__Quoted text__
Pca for sparse data #403

Koncopd · 2018-12-20T13:34:10Z

For this - #393

Benchmarks
https://github.com/Koncopd/anndata-scanpy-benchmarks/blob/master/pca_for_sparse.ipynb

falexwolf · 2018-12-26T21:09:02Z

This is nice! Thank you!

It appears to me that the benchmarks show that this only becomes relevant for very large data. So we need to be mindful to not break backward compatibility for all the small and medium-size datasets that people use (which we do by introducing the tiny difference). Don't you think that in the light of this, it would be better to leave the default as is (densifying) and have an option sparse_pca or something similar?

Koncopd · 2018-12-26T21:30:31Z

It appears to me that the benchmarks show that this only becomes relevant for very large data.

__Supplied material__

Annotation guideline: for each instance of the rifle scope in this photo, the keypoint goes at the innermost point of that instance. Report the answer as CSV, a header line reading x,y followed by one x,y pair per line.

__Directions__
In the thread on PCA for sparse data, what name does falexwolf suggest for the new option?

__Response below__
sparse_pca, or something similar